### RECORDS SUPPLIED
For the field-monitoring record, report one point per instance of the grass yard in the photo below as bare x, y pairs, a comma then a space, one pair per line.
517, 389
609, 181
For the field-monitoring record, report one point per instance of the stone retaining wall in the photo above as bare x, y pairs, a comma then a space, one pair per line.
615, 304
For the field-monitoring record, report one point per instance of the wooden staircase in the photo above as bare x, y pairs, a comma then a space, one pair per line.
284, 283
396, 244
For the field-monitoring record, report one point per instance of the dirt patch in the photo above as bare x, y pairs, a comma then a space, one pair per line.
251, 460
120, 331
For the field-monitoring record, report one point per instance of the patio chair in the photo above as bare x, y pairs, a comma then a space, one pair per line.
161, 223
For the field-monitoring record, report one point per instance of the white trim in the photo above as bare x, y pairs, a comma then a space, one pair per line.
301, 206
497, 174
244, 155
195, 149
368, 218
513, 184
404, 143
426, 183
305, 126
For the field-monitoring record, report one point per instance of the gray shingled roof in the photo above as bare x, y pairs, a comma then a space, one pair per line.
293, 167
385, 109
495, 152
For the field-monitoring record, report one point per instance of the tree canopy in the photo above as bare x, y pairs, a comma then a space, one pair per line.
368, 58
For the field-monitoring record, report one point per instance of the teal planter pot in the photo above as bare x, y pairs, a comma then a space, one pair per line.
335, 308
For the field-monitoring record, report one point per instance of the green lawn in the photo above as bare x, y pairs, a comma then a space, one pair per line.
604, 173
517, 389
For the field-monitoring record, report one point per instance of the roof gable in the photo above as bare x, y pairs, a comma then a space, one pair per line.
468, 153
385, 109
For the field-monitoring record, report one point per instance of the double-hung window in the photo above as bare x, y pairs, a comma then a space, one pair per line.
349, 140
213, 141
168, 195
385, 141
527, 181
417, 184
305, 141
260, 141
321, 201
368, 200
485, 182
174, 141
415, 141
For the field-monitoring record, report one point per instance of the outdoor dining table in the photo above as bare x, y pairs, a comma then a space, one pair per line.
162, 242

### WHAT IS BEING ASKED
Lay out every item above as a two-column CSV with the header row item_text,answer and one row per item. Put each item's text and its answer in a single double-quoted field, with any line breaks replaced by spaces.

### FINISHED ANSWER
item_text,answer
"For the field-monitoring record, report one point per instance of the grass yard in the photo below as bare x, y pairs, a comma then a space, one pair per line.","517, 389 609, 181"
"For the field-monitoring record, report one point per instance of the stone retaining wall in the photo above as bare x, y pairs, a comma then a space, one pair per line.","615, 304"
"For the field-monitoring record, report one point per instance of the wooden staircase in the photo above as bare x, y pairs, a comma then a space, one pair per line.","284, 283 396, 244"
"For the field-monitoring record, report one point per instance of the dirt patch in the photo above as bare x, y pairs, a comma then a space, one pair per line.","251, 460 120, 331"
"For the field-monitoring record, report one point per instance of the patio chair in the photo above as bare x, y pairs, a comma then a space, one pair per line.","161, 223"
"For the field-monitoring record, report one point per instance of the white trim in the photo above as bare x, y pairs, a comma then a space, one pair per line.","301, 206 497, 174 244, 155 195, 149 368, 218 513, 184 404, 143 426, 183 305, 126"
"For the field-monitoring record, report one point per instance of the gray shingled roof in the photo above as bare x, y pairs, a comma then a space, one pair per line.","293, 167 385, 109 495, 152"
"For the field-monitoring record, report one point per instance of the tree canopy in the photo above as bare x, y pairs, a comma then a space, one pair per line.","368, 58"
"For the field-monitoring record, report one point per instance of the teal planter pot in the photo above as bare x, y pairs, a comma then a space, one pair per line.","335, 308"
"For the field-monitoring record, report one point per instance of the green lawn in the photo above as bare x, y pairs, a comma then a space, one pair per line.","604, 173 517, 389"
"For the field-monitoring record, report one point per instance of the roof gable in the photo above as bare x, y pairs, a comma then a space, one pair per line.","468, 153 385, 109"
"For the field-monitoring record, report one point per instance of the double-hung window in the photo above as bare x, y pairs, a comma then a space, one pair per line.","349, 140 213, 141 168, 195 385, 141 527, 181 417, 184 305, 141 260, 141 321, 201 368, 200 485, 182 174, 141 415, 141"
"For the field-monitoring record, report one point per instance of the outdoor dining table in the photo above as bare x, y pairs, a comma then a space, one pair per line.","162, 242"